RECORDS SHOWN:
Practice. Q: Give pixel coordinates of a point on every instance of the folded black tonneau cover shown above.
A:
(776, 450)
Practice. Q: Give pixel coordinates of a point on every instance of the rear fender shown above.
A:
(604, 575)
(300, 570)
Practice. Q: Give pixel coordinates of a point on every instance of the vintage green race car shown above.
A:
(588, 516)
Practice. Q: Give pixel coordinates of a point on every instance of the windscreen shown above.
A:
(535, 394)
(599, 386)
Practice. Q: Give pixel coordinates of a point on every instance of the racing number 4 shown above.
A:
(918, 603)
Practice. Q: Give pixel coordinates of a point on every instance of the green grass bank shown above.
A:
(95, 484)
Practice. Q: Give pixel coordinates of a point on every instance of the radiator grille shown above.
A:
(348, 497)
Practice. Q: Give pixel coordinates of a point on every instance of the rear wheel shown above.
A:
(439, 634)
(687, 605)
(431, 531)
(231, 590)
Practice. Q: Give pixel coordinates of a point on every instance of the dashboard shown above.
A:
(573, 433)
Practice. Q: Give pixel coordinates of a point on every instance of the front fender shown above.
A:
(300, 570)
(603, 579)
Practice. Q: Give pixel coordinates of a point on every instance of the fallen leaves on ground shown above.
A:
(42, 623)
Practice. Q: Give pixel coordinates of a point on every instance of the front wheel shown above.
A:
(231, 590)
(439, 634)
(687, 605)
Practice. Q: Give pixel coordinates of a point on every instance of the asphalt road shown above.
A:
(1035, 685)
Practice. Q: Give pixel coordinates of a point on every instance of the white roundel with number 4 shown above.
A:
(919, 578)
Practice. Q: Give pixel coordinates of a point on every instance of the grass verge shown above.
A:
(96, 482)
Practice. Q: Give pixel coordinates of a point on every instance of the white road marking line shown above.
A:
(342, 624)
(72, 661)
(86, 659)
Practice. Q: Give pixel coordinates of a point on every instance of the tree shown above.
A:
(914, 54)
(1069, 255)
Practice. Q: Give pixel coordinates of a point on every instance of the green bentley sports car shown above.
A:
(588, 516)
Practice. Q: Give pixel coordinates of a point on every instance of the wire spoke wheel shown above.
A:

GIVEN PROBLEM: Copy out every line of the listing above without changing anything.

TASK SOLUTION:
Practice. Q: Give pixel coordinates of a point on every instance of the folded black tonneau cover shown above.
A:
(776, 450)
Practice. Q: Give pixel coordinates of a point on every instance of the rear fender shown above.
A:
(604, 575)
(300, 570)
Practice. Q: Give pixel coordinates of a point on every instance of the vintage green race car shown above.
A:
(588, 516)
Practice. Q: Give pixel coordinates of a point on every instance of the windscreen shown above.
A:
(535, 394)
(599, 386)
Practice. Q: Give pixel coordinates of a point on every instance of the racing number 4 shown above.
A:
(918, 603)
Practice. Q: Give pixel coordinates of a point on every instance of the green grass bank shown above.
A:
(95, 484)
Practice. Q: Give pixel coordinates of a point on every instance of the radiator grille shown above.
A:
(348, 497)
Practice. Q: Give pixel coordinates of a point on every instance of the rear wheel shown above.
A:
(439, 634)
(687, 605)
(431, 531)
(231, 590)
Practice. Q: Give pixel coordinates of a point on every instance of the dashboard shown above.
A:
(573, 433)
Practice. Q: Give pixel coordinates of a point on every instance of the front fender shown above.
A:
(300, 570)
(603, 579)
Practice. Q: Give pixel coordinates of a point on every instance of the fallen leaves on ground shown above.
A:
(42, 623)
Practice. Q: Give pixel coordinates of a point on every instance of the front wheel shown above.
A:
(231, 590)
(439, 634)
(687, 605)
Practice. Q: Give pixel coordinates of a point on every instance of the asphalt road shown above.
A:
(1035, 685)
Practice. Q: Give pixel coordinates of a point on every instance of the white roundel with number 4 shown above.
A:
(919, 578)
Practice. Q: Give pixel coordinates of a point on every instance of the grass verge shown above.
A:
(96, 482)
Practice. Q: Give pixel coordinates of a point on every instance of the white road marking line shown above.
A:
(342, 624)
(72, 661)
(86, 659)
Practice. Q: Give pixel coordinates of a point on every instance of the tree shown above.
A:
(914, 54)
(1069, 255)
Practice. Q: Give pixel coordinates of a point on every instance of the green bentley sports car shown above.
A:
(588, 516)
Practice. Q: Give pixel coordinates of a point on every instance of the wire spoke wheel shown above.
A:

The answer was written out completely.